(Document section)
+++

I’m still working on the top 100 prospects package, although at least I’ve got enough done that I’m not coiled up like a spring any more. The organization rankings piece will run on Wednesday, and the top 100 itself will run on Thursday, when I will also chat. The current plan is for one league’s top tens to run Thursday and the other Friday, but my editors haven’t finalized that.
- Longform piece from Vulture/NY Mag: Baohaus founder/chef Eddie Huang’s foul-mouthed tract on watching his memoir (and life) become a bowdlerized sitcom.
- From the increasingly indispensable British paper The Guardian why the modern world is bad for your brain. We think we can multitask, but we can’t.
- The Senate passed an amendment 98-1 affirming that climate change is not a hoax. What a world that we have to do this.
- Scientists slowed the speed of light. Of course, the particle theory of light is just a theory anyway.
- Munchies (at VICE) tackles the question of the California attempt to ban foie gras in a 41-minute video documentary. It’s remarkably calm and rational for a look at an issue that inspires more emotion than reason. I come down on the side of allowing foie gras production, because I don’t want any government body making choices about what I should and shouldn’t eat when I’m better capable of making those choices myself. Asking the government to stop antibioitic use in livestock is a matter of global health and safety; asking the government to protect ducks and geese who may not be suffering any harm imposes someone else’s views of animal rights on my plate.

+++

Write the next part of the links roundup post, picking up after its final sentence. The data that comes next is separate material, unrelated to the text above.

+++

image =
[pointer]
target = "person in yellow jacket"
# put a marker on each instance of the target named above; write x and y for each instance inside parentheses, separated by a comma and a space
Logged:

+++

(Response to the exercise)
John Burton, now the Chairman of the California Democratic Party, comes off worse than the ducks in this documentary, swearing at the interviewer at least twice, dismissing a very reasonable question as “stupid,” appearing to have little familiarity with the issue at hand, even proudly defending the fact that he never visited the farm that his bill put out of business. I’m not a Californian, but if I were a Democrat and lived there I’d be livid that this was the man at least nominally in charge of the state’s party. - Just because evolution is settled science doesn’t mean we’re no longer learning more about how it works. This week’s discovery: Evolution may be able to reverse itself, according to one study of the evolutionary process in birds.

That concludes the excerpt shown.